■ Instructions for the task
In the rows below, pick out every line that contains the word "grass" and copy each of those lines in full.

## start

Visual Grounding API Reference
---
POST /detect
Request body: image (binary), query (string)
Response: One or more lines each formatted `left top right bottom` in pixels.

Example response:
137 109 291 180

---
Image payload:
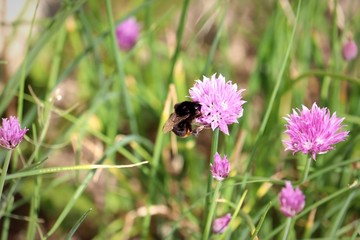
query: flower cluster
210 153 230 182
116 17 140 51
283 103 349 160
279 181 305 218
189 74 245 135
0 116 28 150
212 213 231 233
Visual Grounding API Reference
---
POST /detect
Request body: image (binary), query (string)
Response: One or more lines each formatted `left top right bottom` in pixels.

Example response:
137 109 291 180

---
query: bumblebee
163 101 203 138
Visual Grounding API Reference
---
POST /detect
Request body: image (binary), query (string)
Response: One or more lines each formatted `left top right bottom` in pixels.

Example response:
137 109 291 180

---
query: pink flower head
0 116 28 150
342 40 358 61
210 153 230 181
283 103 349 160
189 74 245 135
116 17 140 51
212 213 231 233
279 181 305 218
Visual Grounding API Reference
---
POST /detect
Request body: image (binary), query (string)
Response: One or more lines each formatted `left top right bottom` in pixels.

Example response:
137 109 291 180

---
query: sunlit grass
0 0 360 239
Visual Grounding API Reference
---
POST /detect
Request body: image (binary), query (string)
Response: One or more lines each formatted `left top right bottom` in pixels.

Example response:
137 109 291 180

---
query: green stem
282 218 292 240
202 181 221 240
204 128 220 230
168 0 190 84
0 150 13 202
299 156 312 185
106 0 138 135
245 0 301 172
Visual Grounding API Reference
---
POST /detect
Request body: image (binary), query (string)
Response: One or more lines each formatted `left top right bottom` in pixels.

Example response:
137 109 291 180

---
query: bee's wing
163 113 189 133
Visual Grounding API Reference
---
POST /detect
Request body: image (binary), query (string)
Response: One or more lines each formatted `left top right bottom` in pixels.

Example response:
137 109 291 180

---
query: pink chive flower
342 40 358 61
116 17 140 51
283 103 349 160
279 181 305 218
210 153 230 182
189 74 245 135
0 116 28 150
212 213 231 233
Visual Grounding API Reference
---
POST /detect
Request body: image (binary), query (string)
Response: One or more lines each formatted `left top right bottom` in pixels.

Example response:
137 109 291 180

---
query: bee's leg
191 125 205 137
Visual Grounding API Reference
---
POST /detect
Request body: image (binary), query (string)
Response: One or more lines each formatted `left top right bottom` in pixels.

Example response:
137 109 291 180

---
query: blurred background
0 0 360 239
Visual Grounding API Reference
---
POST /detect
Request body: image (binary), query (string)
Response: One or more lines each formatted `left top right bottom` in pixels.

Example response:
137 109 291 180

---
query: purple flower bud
0 116 28 150
283 103 349 160
116 17 140 51
212 213 231 233
210 153 230 181
279 181 305 218
189 74 245 135
342 40 358 61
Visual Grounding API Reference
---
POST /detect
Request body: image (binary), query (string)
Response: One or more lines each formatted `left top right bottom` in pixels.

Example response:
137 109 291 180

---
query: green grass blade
65 208 92 240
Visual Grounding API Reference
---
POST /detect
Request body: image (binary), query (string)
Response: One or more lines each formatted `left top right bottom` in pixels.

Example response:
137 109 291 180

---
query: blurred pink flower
116 17 140 51
210 153 230 181
342 40 358 61
189 74 245 135
0 116 28 150
279 181 305 218
283 103 349 160
212 213 231 233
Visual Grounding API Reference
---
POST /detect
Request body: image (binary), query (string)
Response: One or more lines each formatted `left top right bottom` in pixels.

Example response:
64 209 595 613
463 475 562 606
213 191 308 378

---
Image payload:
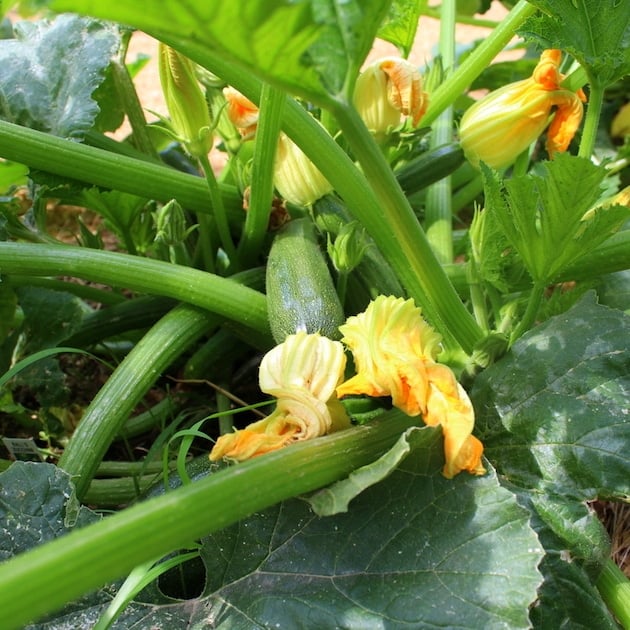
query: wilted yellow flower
210 332 350 461
459 49 586 169
337 296 485 478
223 86 260 136
354 57 428 132
273 133 333 206
337 295 441 416
158 43 212 158
423 363 486 479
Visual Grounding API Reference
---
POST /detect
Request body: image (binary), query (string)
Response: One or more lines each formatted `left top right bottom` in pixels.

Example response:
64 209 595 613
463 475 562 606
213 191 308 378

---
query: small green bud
158 43 212 158
153 199 194 246
326 221 368 273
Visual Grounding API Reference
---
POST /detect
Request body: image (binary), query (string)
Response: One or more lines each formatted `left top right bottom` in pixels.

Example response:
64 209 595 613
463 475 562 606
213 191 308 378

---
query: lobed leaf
0 462 99 560
0 15 119 139
52 0 390 102
482 154 630 283
377 0 425 58
519 0 630 86
103 431 541 630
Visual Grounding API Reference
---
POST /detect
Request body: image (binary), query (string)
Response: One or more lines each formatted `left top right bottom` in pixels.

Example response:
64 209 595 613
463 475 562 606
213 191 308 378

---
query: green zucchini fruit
266 218 345 343
394 142 466 195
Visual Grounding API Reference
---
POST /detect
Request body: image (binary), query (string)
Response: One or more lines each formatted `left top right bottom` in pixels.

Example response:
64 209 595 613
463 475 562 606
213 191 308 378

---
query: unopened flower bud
459 50 586 169
354 57 428 133
153 199 191 245
158 43 212 158
273 133 333 206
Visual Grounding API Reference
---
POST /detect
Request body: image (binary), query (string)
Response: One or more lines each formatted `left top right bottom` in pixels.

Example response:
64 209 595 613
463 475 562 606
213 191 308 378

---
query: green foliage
0 15 118 138
377 0 423 57
0 462 100 560
52 0 389 101
484 154 630 283
0 0 630 629
520 0 630 85
473 294 630 627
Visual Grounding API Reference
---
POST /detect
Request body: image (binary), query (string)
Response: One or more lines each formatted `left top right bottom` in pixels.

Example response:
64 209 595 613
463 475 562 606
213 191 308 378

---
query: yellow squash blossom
337 296 485 479
354 57 428 133
337 295 441 416
273 133 333 207
210 332 350 461
459 49 586 169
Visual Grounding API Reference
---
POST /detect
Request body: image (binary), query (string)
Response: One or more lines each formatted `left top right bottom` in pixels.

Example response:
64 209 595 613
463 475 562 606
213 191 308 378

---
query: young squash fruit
266 218 345 343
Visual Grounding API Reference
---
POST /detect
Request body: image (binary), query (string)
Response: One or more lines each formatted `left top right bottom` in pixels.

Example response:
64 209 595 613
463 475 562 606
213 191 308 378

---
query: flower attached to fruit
210 332 350 461
337 295 485 479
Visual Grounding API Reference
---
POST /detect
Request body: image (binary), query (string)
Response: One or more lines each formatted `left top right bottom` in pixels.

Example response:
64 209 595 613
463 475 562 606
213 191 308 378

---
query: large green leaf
378 0 427 57
51 0 390 101
471 292 630 628
99 431 541 630
0 462 99 560
0 15 118 138
519 0 630 85
482 154 630 284
472 293 630 499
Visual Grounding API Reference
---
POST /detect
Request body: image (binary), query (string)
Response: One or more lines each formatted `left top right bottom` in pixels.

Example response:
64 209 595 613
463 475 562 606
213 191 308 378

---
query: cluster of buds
459 49 586 169
210 296 485 479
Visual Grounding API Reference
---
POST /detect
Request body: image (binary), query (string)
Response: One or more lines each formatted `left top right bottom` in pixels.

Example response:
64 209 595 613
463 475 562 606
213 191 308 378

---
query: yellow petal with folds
459 49 586 169
424 364 485 479
337 296 441 416
354 57 428 133
259 331 346 401
379 58 428 127
210 418 297 462
210 332 350 461
223 86 260 136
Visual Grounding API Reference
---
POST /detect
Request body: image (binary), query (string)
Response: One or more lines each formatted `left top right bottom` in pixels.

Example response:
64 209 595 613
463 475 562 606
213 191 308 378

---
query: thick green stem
578 81 604 160
597 560 630 628
0 120 242 218
0 242 270 347
0 411 424 630
147 39 483 352
422 0 536 125
325 105 483 352
238 85 286 266
424 0 456 264
59 304 219 499
200 155 239 270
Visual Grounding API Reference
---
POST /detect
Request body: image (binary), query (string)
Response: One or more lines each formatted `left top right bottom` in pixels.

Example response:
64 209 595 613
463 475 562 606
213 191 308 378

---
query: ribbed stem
0 120 242 218
59 304 218 499
0 412 424 630
0 242 270 347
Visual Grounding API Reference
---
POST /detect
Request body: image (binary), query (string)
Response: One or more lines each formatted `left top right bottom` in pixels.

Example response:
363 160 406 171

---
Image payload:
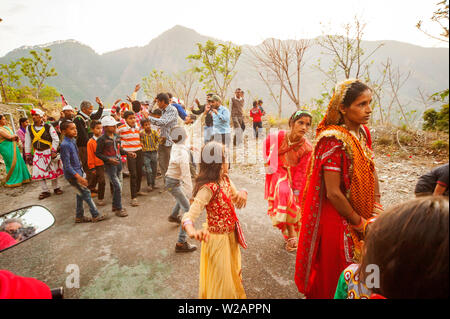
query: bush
376 135 393 146
423 89 449 133
431 140 448 151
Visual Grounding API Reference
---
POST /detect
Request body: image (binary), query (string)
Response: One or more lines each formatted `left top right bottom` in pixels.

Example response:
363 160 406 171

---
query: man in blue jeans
95 116 128 217
166 126 197 253
60 121 106 223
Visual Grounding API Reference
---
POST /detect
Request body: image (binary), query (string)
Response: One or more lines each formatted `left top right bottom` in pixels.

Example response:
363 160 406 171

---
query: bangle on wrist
183 219 193 228
352 211 364 231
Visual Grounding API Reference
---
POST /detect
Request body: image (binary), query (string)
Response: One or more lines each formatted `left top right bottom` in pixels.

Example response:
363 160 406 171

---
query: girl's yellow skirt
199 225 247 299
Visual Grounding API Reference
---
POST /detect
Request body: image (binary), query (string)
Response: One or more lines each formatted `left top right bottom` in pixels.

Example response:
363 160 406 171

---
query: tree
0 61 20 102
251 38 310 109
187 40 242 101
316 17 384 83
142 69 172 99
416 0 448 43
169 69 199 106
258 71 283 118
20 48 58 99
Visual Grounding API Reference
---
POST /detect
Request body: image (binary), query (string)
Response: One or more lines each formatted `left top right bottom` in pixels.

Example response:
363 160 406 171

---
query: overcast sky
0 0 448 56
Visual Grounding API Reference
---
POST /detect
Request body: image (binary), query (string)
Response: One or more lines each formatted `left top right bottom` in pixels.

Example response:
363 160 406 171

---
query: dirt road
0 146 437 298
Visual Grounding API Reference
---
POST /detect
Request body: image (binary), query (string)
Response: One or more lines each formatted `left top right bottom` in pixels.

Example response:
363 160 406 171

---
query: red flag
61 94 69 106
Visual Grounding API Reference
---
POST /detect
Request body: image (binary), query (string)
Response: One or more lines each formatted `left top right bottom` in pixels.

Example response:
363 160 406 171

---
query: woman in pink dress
263 110 312 251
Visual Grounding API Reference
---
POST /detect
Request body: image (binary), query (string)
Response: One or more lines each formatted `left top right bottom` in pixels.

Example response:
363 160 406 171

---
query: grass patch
430 140 448 151
81 262 173 299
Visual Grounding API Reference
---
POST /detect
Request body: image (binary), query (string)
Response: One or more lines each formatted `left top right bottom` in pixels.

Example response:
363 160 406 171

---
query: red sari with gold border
295 125 375 299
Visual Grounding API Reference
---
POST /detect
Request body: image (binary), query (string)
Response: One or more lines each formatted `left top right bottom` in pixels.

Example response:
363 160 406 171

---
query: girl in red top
250 101 266 139
182 142 247 299
263 110 312 251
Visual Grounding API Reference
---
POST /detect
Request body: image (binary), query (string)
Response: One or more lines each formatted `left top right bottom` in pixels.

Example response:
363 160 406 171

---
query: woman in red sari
295 80 382 299
263 110 312 251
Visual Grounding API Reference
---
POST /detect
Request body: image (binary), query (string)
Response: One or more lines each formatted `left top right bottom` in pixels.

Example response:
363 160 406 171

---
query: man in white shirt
165 126 197 253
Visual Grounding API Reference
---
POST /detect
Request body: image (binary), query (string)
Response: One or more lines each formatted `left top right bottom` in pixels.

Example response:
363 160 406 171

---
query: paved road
0 172 301 298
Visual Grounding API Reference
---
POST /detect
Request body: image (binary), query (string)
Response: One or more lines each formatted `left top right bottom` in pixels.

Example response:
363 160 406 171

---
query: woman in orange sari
295 80 382 299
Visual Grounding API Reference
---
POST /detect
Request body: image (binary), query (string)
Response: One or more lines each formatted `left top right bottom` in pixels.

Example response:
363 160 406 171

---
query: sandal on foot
39 192 52 199
286 237 297 251
116 208 128 217
75 216 92 224
92 215 106 223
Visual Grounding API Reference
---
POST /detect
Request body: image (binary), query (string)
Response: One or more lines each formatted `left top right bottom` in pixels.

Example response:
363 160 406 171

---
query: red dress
0 270 52 299
264 131 312 238
295 128 373 299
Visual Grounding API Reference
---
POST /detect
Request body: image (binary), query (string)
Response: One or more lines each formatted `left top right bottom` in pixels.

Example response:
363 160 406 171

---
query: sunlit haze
0 0 448 56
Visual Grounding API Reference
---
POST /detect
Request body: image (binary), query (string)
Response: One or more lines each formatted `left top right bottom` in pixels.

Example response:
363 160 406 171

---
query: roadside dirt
0 132 442 298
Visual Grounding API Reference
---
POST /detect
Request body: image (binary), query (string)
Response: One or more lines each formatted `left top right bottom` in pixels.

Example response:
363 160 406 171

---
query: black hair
90 120 102 129
156 93 170 104
170 126 187 144
360 196 449 299
19 117 28 126
80 101 92 111
123 111 134 120
289 110 312 126
59 120 74 132
342 81 372 107
131 101 141 113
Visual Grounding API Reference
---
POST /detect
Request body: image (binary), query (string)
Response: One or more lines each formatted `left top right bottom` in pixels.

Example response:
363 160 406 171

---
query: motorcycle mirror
0 205 55 252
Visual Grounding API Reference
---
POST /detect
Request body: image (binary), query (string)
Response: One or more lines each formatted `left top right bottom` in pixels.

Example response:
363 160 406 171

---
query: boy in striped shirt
118 111 146 206
140 119 161 191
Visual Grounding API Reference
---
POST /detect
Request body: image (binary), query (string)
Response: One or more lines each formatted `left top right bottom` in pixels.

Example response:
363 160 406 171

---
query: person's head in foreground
360 196 449 299
156 93 170 110
193 141 228 196
170 125 187 145
208 94 222 109
101 116 120 136
289 110 312 142
60 120 78 138
80 101 94 116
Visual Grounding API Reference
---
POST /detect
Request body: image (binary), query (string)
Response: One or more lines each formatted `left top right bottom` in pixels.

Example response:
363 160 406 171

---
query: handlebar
50 287 64 299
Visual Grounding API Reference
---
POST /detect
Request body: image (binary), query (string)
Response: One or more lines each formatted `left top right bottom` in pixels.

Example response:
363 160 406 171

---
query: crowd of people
0 79 449 299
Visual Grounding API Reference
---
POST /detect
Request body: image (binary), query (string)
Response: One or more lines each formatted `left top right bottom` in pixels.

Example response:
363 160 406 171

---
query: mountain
0 26 449 115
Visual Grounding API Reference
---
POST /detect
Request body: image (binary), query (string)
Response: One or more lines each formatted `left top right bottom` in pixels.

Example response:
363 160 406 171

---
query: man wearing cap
51 104 75 135
95 115 128 217
205 94 231 146
73 97 103 180
230 88 245 145
148 93 178 182
191 93 214 144
25 109 63 199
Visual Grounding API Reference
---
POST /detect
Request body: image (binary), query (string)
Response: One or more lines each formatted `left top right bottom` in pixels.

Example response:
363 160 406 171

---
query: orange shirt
87 136 103 169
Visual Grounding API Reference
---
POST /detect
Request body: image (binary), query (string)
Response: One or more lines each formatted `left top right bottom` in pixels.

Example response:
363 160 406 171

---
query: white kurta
25 125 64 180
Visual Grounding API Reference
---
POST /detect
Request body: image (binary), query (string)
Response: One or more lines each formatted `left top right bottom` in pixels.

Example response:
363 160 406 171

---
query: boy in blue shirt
60 121 106 223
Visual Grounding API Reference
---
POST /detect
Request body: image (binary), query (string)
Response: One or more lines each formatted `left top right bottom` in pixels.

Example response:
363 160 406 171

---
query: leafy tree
0 61 21 102
142 69 172 99
423 89 449 133
187 40 242 101
20 48 58 99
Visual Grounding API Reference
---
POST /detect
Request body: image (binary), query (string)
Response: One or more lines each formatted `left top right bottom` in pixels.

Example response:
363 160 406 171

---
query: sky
0 0 448 56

## end

■ Result
query: sunlit grass
query: green grass blade
query: grass patch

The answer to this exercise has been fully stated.